#### Excerpted text:
* * * *

The type of leaders you hire can change the creativity of your organization as a whole, new research finds. The key to gaining a workforce filled with creative employees is having confident leaders, found a study recently published in the Organizational Behavior and Human Decision Processes journal. When leaders…
The type of leaders you hire can change the creativity of your organization as a whole, new research finds.
The key to gaining a workforce filled with creative employees is having confident leaders, found a study recently published in the Organizational Behavior and Human Decision Processes journal.
When leaders feel confident that they can produce creative outcomes, their employees also become more creative, said Dina Krasikova, one of the study's authors and an assistant professor of management at the University of Texas at San Antonio, said.
"It's that simple," Krasikova said in a statement.
Typically, creative leaders have the proper experience to fuel their ideas. As a result, they're more confident, the researchers said. However, the researchers said they were surprised at how contagious a leader's creativity and confidence can be. [See Related Story: Intrapreneurship: Creating Company Culture that Inspires Creativity ]
"Leaders can imbue their subordinates with confidence and creativity just by setting an example themselves," Krasikova said.
The opposite was also found to be true. The researchers discovered that when managers aren't confident or creative, their employees also feel less confident in their own abilities to be creative.
To instill the most creativity in their direct employees, bosses also need to have positive relationships with their employees, focusing on trust, loyalty and mutual professional respect. When a confident, creative leader also has good relationships with her or his employees, it has even a stronger impact on creativity, Krasikova said.
"Creativity flourishes in supportive environments where leaders and subordinates have good interpersonal relationships," she said.

* * * *

#### Your objective:
Please name the journal that published the study described in the article on leader confidence and employee creativity.

* * * *

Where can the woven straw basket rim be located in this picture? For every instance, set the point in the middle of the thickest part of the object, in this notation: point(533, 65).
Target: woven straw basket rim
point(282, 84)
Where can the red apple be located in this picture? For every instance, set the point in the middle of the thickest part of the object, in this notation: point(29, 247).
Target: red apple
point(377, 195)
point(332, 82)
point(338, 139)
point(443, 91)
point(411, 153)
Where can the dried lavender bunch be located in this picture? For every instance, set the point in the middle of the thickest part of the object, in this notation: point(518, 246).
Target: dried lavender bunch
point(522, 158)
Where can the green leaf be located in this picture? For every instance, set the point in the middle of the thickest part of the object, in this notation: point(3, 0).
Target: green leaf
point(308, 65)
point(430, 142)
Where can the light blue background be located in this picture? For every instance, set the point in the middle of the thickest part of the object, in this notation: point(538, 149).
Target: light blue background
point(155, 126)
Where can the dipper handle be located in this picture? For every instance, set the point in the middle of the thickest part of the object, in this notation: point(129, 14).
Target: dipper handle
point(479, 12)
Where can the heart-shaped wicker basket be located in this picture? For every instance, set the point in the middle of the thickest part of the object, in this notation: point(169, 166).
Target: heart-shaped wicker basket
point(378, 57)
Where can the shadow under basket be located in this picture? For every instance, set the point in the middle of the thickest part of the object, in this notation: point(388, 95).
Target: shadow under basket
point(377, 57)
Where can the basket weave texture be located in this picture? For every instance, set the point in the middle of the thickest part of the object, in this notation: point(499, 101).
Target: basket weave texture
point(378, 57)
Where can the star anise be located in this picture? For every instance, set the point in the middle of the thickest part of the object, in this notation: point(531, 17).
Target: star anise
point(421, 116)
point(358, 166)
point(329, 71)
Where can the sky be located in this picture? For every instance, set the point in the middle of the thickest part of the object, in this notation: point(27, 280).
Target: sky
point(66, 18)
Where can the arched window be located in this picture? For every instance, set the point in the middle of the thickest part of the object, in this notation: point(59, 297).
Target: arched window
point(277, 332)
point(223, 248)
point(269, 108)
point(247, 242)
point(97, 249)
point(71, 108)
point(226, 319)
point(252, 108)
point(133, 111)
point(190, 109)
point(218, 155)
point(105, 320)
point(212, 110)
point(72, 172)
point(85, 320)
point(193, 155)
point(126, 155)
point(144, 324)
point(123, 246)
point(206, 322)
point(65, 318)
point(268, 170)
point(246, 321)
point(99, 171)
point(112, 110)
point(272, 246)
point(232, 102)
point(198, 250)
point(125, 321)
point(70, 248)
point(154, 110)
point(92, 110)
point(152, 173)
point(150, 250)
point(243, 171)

* * * *

#### Exercise output:
Organizational Behavior and Human Decision Processes